## AIM OF THE TASK
Your answer should consist solely of the lines from the first line of the data through the line with "Query: boot sole", each reproduced exactly.

## RECORDS FOR THE EXERCISE
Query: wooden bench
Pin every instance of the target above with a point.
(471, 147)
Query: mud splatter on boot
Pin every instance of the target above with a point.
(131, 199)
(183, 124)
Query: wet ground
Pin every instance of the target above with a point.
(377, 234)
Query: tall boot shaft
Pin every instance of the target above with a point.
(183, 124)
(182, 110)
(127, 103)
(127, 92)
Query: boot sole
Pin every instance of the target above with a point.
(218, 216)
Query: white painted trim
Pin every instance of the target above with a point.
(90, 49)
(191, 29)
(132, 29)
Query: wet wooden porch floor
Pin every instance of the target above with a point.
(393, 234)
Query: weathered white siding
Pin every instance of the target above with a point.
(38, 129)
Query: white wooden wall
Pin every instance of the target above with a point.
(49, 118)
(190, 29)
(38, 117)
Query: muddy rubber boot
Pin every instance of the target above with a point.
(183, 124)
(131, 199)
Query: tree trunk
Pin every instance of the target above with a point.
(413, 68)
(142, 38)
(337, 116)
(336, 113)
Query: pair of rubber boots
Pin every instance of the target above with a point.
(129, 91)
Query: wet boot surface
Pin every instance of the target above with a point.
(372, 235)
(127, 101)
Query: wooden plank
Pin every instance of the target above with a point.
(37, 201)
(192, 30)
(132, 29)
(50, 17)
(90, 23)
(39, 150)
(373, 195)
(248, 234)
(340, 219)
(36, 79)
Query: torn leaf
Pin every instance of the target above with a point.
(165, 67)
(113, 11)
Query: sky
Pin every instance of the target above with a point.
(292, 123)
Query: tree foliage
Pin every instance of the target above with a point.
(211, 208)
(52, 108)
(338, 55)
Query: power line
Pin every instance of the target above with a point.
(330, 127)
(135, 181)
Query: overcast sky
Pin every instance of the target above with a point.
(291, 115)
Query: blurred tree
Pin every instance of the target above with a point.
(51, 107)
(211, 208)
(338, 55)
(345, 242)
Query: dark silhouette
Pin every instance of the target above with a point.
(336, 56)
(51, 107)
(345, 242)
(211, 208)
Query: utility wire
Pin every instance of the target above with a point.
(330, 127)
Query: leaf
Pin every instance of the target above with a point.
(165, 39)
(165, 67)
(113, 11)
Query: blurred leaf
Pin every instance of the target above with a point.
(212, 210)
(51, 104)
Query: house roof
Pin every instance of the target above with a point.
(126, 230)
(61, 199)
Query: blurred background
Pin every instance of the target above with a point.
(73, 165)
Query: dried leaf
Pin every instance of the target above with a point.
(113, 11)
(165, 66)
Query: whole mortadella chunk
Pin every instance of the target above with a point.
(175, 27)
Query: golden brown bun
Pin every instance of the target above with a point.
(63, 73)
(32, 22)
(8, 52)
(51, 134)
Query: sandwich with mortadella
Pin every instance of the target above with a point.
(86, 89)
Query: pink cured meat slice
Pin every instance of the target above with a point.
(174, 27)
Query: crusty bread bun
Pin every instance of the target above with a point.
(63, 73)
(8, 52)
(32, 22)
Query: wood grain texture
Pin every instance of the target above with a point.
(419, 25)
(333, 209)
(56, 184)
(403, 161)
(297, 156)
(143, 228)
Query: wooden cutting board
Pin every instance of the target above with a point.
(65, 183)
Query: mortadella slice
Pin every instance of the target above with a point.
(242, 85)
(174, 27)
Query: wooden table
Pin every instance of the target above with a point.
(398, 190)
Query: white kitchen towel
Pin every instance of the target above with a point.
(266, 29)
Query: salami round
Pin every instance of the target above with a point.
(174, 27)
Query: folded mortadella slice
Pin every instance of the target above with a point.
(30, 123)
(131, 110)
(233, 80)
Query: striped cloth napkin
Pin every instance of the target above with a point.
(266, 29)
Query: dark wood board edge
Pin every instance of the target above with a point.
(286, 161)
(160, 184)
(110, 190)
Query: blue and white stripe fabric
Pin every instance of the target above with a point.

## RESPONSE AREA
Query: wooden bench
Pin every instance of the target above with a point.
(471, 147)
Query: mud splatter on boot
Pin every instance of the target above with a point.
(131, 199)
(183, 124)
Query: wet ground
Pin every instance of the target above with a point.
(377, 234)
Query: tall boot shaft
Pin every instance of the target above with a point.
(183, 124)
(182, 110)
(127, 103)
(127, 92)
Query: boot sole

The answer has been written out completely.